Goal of the exercise. Render every line of the listing below as a Markdown table with the columns "No." and "Line," numbering the rows in order and omitting blank lines.

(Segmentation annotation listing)

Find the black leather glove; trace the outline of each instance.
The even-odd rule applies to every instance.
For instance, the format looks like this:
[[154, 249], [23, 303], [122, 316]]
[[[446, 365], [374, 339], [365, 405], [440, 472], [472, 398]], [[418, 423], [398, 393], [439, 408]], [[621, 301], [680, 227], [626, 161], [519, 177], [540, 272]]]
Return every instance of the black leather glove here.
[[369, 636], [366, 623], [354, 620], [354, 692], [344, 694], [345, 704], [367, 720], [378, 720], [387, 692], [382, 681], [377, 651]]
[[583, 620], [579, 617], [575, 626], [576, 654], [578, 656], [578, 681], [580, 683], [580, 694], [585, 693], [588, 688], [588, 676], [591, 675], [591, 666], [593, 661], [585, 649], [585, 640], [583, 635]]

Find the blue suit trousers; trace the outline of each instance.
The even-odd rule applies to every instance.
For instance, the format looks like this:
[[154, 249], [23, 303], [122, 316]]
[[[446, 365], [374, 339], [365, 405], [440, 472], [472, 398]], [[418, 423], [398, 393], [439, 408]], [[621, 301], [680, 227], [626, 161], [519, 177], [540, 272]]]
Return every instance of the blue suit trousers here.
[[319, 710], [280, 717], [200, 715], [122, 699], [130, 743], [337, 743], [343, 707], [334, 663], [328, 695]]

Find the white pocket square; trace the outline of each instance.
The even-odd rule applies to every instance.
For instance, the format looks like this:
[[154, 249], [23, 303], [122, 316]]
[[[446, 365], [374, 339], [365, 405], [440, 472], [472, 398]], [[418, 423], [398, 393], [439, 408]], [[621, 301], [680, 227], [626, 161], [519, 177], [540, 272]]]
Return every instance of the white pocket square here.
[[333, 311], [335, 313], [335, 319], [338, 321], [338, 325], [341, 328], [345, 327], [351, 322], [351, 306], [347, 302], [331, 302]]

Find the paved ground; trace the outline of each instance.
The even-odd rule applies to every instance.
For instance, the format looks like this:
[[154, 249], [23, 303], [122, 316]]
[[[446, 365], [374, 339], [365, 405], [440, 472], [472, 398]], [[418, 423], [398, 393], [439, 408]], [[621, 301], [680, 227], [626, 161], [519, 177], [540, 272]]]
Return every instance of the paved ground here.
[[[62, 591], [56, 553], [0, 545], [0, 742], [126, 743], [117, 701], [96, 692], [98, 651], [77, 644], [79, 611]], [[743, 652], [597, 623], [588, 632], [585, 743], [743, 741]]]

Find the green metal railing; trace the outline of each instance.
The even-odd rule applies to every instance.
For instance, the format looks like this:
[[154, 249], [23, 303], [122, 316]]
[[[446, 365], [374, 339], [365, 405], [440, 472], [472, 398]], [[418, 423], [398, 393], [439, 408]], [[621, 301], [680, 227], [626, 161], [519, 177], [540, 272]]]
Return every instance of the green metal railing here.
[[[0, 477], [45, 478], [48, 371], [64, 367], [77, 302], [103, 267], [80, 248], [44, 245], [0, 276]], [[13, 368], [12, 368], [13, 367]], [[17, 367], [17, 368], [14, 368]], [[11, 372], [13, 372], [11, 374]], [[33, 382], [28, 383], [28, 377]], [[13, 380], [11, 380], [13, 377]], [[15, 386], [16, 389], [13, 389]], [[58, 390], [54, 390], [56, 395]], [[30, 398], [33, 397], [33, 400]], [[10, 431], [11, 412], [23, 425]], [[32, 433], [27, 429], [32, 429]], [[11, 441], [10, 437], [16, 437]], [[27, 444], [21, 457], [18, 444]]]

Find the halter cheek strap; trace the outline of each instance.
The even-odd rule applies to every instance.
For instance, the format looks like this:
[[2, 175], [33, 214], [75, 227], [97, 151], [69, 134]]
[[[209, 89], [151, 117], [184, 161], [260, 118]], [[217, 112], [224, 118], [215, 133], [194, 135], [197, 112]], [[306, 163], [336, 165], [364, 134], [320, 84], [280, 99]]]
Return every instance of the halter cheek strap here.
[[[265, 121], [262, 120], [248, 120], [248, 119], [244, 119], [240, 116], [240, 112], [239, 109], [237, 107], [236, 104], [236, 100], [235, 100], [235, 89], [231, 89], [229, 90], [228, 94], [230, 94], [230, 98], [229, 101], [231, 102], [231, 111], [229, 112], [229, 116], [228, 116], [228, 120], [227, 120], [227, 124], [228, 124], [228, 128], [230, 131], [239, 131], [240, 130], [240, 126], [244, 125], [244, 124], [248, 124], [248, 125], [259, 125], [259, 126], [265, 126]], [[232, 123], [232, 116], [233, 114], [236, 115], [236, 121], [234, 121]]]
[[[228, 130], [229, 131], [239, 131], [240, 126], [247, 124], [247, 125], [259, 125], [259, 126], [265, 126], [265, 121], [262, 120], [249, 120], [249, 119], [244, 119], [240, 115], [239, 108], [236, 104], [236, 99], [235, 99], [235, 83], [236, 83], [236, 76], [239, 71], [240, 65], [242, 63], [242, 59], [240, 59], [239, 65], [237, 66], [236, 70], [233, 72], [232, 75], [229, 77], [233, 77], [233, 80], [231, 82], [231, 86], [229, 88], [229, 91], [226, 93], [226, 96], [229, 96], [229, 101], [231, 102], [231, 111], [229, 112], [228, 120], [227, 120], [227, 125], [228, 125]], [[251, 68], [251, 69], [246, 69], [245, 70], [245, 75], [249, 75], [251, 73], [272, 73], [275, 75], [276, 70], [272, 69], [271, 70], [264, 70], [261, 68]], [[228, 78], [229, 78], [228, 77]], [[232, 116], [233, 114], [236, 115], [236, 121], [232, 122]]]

Written response.
| No. | Line |
|---|---|
| 1 | Find the black leather glove; trace the outline of each instance. |
| 2 | The even-odd rule applies to every instance. |
| 3 | For instance, the format looks like this: |
| 4 | [[154, 249], [23, 303], [122, 316]] |
| 5 | [[[446, 365], [374, 339], [365, 405], [440, 472], [472, 398]], [[418, 423], [398, 393], [439, 408]], [[621, 301], [680, 227], [626, 161], [519, 177], [540, 272]]] |
| 6 | Return every instance of the black leather glove here. |
| 7 | [[369, 636], [366, 623], [354, 620], [354, 692], [344, 694], [345, 704], [367, 720], [378, 720], [387, 692], [382, 681], [377, 651]] |
| 8 | [[583, 620], [579, 617], [575, 626], [576, 654], [578, 656], [578, 681], [580, 683], [580, 694], [585, 693], [588, 688], [588, 676], [591, 675], [591, 666], [593, 661], [585, 649], [585, 640], [583, 635]] |
| 9 | Find the blue suit trousers; trace the outline of each instance. |
| 10 | The even-odd rule applies to every instance. |
| 11 | For instance, the format looks like this: |
| 12 | [[154, 249], [23, 303], [122, 316]] |
| 13 | [[[446, 365], [374, 339], [365, 405], [440, 472], [472, 398]], [[418, 423], [398, 393], [439, 408]], [[621, 301], [680, 227], [626, 161], [519, 177], [540, 272]]] |
| 14 | Return every instance of the blue suit trousers here. |
| 15 | [[319, 710], [280, 717], [200, 715], [122, 699], [130, 743], [337, 743], [343, 707], [334, 663], [328, 695]] |
| 16 | Find the white pocket square; trace the outline of each instance. |
| 17 | The even-odd rule applies to every instance. |
| 18 | For instance, the format looks like this: |
| 19 | [[154, 249], [23, 303], [122, 316]] |
| 20 | [[[446, 365], [374, 339], [365, 405], [440, 472], [472, 398]], [[418, 423], [398, 393], [439, 408]], [[621, 301], [680, 227], [626, 161], [519, 177], [540, 272]]] |
| 21 | Return every instance of the white pocket square here. |
| 22 | [[333, 311], [335, 313], [335, 319], [338, 321], [338, 325], [341, 328], [345, 327], [351, 322], [351, 306], [347, 302], [331, 302]] |
| 23 | Find the paved ground; trace the outline of each instance. |
| 24 | The even-odd rule applies to every instance. |
| 25 | For instance, the format looks like this: |
| 26 | [[154, 249], [23, 303], [122, 316]] |
| 27 | [[[446, 365], [374, 339], [365, 405], [440, 472], [472, 398]], [[418, 423], [398, 393], [439, 408]], [[621, 301], [680, 227], [626, 161], [519, 177], [540, 272]]] |
| 28 | Return every instance of the paved ground here. |
| 29 | [[[62, 591], [56, 553], [0, 545], [0, 742], [126, 743], [117, 701], [96, 692], [98, 651], [77, 644], [79, 611]], [[743, 652], [597, 623], [588, 632], [585, 743], [743, 741]]] |
| 30 | Find the green metal railing; trace the outline of each instance. |
| 31 | The even-odd rule applies to every instance. |
| 32 | For instance, the format looks like this: |
| 33 | [[154, 249], [23, 303], [122, 316]] |
| 34 | [[[446, 365], [374, 339], [365, 405], [440, 472], [472, 398]], [[418, 423], [398, 393], [439, 408]], [[621, 301], [680, 227], [626, 161], [519, 177], [540, 272]]] |
| 35 | Return every instance of the green metal railing here. |
| 36 | [[[0, 477], [45, 478], [48, 371], [64, 367], [77, 302], [103, 267], [80, 248], [44, 245], [0, 276]], [[13, 368], [12, 368], [13, 367]], [[17, 367], [17, 368], [14, 368]], [[11, 372], [13, 372], [11, 374]], [[33, 382], [28, 383], [28, 377]], [[13, 380], [11, 380], [13, 377]], [[15, 386], [16, 389], [13, 389]], [[58, 390], [54, 390], [56, 395]], [[30, 398], [33, 397], [33, 400]], [[10, 431], [11, 412], [23, 425]], [[32, 433], [27, 429], [32, 429]], [[11, 441], [10, 437], [16, 437]], [[27, 444], [21, 457], [18, 444]]] |
| 37 | Find the halter cheek strap; trace the outline of each instance. |
| 38 | The even-odd rule applies to every instance. |
| 39 | For instance, the format looks like this: |
| 40 | [[2, 175], [33, 214], [75, 227], [97, 151], [69, 134]] |
| 41 | [[[209, 89], [151, 117], [184, 161], [260, 118]], [[217, 112], [224, 118], [215, 133], [194, 135], [197, 112]], [[306, 163], [336, 165], [364, 134], [320, 84], [280, 99]]] |
| 42 | Return every instance of the halter cheek strap here. |
| 43 | [[[265, 121], [262, 120], [248, 120], [248, 119], [244, 119], [240, 116], [240, 112], [239, 109], [237, 107], [236, 104], [236, 100], [235, 100], [235, 89], [231, 89], [229, 90], [228, 94], [230, 94], [230, 98], [229, 101], [231, 102], [231, 111], [229, 112], [229, 116], [228, 116], [228, 120], [227, 120], [227, 124], [228, 124], [228, 128], [230, 131], [239, 131], [240, 130], [240, 126], [244, 125], [244, 124], [248, 124], [248, 125], [259, 125], [259, 126], [265, 126]], [[232, 123], [232, 116], [233, 114], [236, 115], [236, 121], [234, 121]]] |
| 44 | [[[228, 130], [229, 131], [239, 131], [240, 126], [247, 124], [247, 125], [259, 125], [259, 126], [265, 126], [265, 121], [262, 120], [249, 120], [249, 119], [244, 119], [240, 115], [239, 108], [236, 104], [236, 99], [235, 99], [235, 83], [236, 83], [236, 76], [239, 71], [240, 65], [242, 63], [242, 59], [240, 59], [239, 65], [237, 66], [236, 70], [233, 72], [232, 75], [229, 77], [233, 77], [233, 80], [231, 82], [231, 86], [229, 88], [229, 91], [226, 93], [226, 96], [229, 96], [229, 101], [231, 102], [231, 111], [229, 112], [228, 120], [227, 120], [227, 125], [228, 125]], [[251, 68], [251, 69], [246, 69], [245, 70], [245, 75], [249, 75], [251, 73], [272, 73], [275, 75], [276, 70], [272, 69], [271, 70], [264, 70], [261, 68]], [[228, 78], [229, 78], [228, 77]], [[232, 116], [233, 114], [236, 115], [236, 121], [232, 122]]] |